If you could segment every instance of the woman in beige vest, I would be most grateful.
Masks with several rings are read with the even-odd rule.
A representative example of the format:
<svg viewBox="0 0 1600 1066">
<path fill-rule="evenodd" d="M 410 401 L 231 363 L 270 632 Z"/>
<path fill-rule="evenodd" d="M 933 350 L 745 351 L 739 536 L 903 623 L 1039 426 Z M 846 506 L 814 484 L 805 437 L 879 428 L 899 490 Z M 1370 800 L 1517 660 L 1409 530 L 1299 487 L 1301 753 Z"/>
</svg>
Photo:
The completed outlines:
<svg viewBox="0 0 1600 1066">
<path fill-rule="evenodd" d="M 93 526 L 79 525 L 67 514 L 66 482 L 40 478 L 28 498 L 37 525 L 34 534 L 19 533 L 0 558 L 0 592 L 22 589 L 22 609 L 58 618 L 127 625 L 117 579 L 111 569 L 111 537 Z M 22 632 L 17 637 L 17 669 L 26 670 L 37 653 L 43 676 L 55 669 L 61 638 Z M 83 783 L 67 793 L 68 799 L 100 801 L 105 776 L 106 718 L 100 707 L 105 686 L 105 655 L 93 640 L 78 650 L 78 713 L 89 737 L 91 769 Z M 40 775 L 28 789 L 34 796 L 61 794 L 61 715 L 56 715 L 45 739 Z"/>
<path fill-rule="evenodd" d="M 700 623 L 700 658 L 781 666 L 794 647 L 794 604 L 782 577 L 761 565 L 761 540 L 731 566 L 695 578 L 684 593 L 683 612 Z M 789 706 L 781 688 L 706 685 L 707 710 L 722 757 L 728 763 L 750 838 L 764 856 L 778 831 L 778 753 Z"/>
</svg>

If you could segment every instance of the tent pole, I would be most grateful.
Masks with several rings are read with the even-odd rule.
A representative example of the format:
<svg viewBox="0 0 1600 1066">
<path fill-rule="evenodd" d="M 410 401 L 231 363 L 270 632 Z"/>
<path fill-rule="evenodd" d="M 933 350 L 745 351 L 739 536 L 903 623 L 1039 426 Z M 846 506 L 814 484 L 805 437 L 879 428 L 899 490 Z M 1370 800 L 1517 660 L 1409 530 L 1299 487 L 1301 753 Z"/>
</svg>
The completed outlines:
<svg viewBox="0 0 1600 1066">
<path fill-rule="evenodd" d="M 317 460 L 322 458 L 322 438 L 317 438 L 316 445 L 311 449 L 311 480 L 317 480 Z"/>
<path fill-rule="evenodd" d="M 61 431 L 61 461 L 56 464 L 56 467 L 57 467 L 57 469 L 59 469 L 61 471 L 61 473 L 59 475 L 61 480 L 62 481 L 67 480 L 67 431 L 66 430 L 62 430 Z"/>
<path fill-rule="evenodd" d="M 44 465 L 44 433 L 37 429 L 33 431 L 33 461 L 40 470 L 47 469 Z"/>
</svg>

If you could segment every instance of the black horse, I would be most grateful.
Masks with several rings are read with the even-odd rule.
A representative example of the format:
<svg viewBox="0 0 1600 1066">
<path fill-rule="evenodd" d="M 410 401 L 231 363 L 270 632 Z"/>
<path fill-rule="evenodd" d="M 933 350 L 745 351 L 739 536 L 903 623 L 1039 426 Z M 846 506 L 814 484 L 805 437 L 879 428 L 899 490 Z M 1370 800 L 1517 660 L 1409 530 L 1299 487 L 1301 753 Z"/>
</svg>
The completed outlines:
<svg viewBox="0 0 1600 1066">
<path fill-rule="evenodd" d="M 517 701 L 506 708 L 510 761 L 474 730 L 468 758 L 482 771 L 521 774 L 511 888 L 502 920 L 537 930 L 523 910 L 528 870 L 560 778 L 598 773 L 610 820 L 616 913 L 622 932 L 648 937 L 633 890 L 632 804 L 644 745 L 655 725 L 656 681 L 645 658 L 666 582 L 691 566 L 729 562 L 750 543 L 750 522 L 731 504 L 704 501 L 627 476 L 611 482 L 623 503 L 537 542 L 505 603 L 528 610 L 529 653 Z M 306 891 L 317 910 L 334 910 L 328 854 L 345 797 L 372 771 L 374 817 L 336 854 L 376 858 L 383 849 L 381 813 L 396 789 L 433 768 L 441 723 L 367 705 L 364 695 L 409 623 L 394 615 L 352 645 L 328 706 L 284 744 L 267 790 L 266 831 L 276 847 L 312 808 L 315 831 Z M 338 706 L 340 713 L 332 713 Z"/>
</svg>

▶ **Task to carry out**
Set down the whole listing again, exactly as shown above.

▶ **Your response**
If you could segment every instance of the woman in beige vest, I would be most grateful.
Masks with several rings are read with the even-odd rule.
A representative example of the format:
<svg viewBox="0 0 1600 1066">
<path fill-rule="evenodd" d="M 410 401 L 231 363 L 270 632 Z"/>
<path fill-rule="evenodd" d="M 933 350 L 745 351 L 739 536 L 903 623 L 1039 426 Z M 846 506 L 814 484 L 805 437 L 879 428 L 899 490 Z M 1370 800 L 1517 660 L 1409 530 L 1299 487 L 1301 753 Z"/>
</svg>
Photo:
The completed outlines:
<svg viewBox="0 0 1600 1066">
<path fill-rule="evenodd" d="M 93 526 L 79 525 L 67 514 L 66 482 L 40 478 L 28 498 L 37 525 L 34 534 L 19 533 L 0 558 L 0 592 L 22 589 L 22 609 L 58 618 L 127 625 L 117 579 L 111 569 L 111 537 Z M 22 632 L 17 637 L 17 669 L 26 670 L 37 653 L 43 676 L 55 669 L 61 638 Z M 83 783 L 67 793 L 68 799 L 100 801 L 105 776 L 106 718 L 100 707 L 105 686 L 105 655 L 93 640 L 78 650 L 78 713 L 89 737 L 91 769 Z M 40 775 L 28 789 L 34 796 L 61 794 L 61 715 L 56 715 L 45 739 Z"/>
<path fill-rule="evenodd" d="M 700 623 L 700 658 L 781 666 L 794 647 L 794 604 L 782 577 L 761 565 L 761 540 L 731 566 L 695 578 L 684 593 L 683 612 Z M 789 706 L 781 688 L 706 685 L 707 710 L 722 757 L 728 763 L 750 838 L 764 856 L 778 831 L 778 753 Z"/>
</svg>

If you could segment every instance of the tent pole, I would be most grateful.
Masks with several rings are read with the even-odd rule.
A representative example of the format:
<svg viewBox="0 0 1600 1066">
<path fill-rule="evenodd" d="M 410 401 L 231 363 L 270 632 Z"/>
<path fill-rule="evenodd" d="M 933 350 L 745 351 L 739 536 L 903 623 L 1039 426 Z M 846 506 L 814 484 L 805 437 L 879 428 L 899 490 Z M 1370 800 L 1517 660 L 1409 530 L 1299 487 L 1301 753 Z"/>
</svg>
The completed outlines:
<svg viewBox="0 0 1600 1066">
<path fill-rule="evenodd" d="M 317 460 L 322 458 L 322 438 L 317 438 L 316 445 L 311 449 L 311 480 L 317 480 Z"/>
<path fill-rule="evenodd" d="M 61 431 L 61 461 L 56 464 L 56 467 L 57 467 L 57 469 L 59 469 L 61 471 L 61 473 L 59 475 L 61 480 L 62 481 L 67 480 L 67 431 L 66 430 L 62 430 Z"/>
<path fill-rule="evenodd" d="M 44 465 L 44 433 L 37 429 L 33 431 L 33 461 L 40 470 L 47 469 Z"/>
</svg>

If you could segment every instance of the black horse, I would be most grateful.
Masks with several rings are read with the even-odd rule.
A representative example of the format:
<svg viewBox="0 0 1600 1066">
<path fill-rule="evenodd" d="M 410 401 L 231 363 L 270 632 Z"/>
<path fill-rule="evenodd" d="M 933 350 L 745 351 L 739 536 L 903 623 L 1039 426 Z M 846 506 L 814 484 L 805 437 L 879 428 L 899 490 Z M 1370 800 L 1517 660 L 1409 530 L 1299 487 L 1301 753 Z"/>
</svg>
The completed outlines:
<svg viewBox="0 0 1600 1066">
<path fill-rule="evenodd" d="M 517 701 L 506 708 L 510 761 L 474 730 L 468 758 L 482 771 L 521 774 L 511 888 L 502 920 L 537 930 L 523 910 L 528 870 L 560 778 L 598 773 L 610 820 L 616 913 L 622 932 L 648 937 L 633 890 L 632 804 L 644 745 L 655 725 L 656 681 L 645 658 L 666 582 L 691 566 L 729 562 L 750 543 L 750 522 L 731 504 L 704 501 L 627 476 L 611 482 L 623 503 L 537 542 L 505 603 L 528 610 L 529 653 Z M 306 891 L 317 910 L 334 910 L 328 854 L 345 797 L 372 771 L 374 817 L 336 854 L 376 858 L 383 849 L 381 813 L 396 789 L 433 768 L 441 723 L 367 705 L 364 695 L 409 623 L 394 615 L 352 645 L 328 706 L 284 744 L 267 790 L 266 831 L 276 847 L 312 808 L 315 831 Z M 338 706 L 340 713 L 332 713 Z"/>
</svg>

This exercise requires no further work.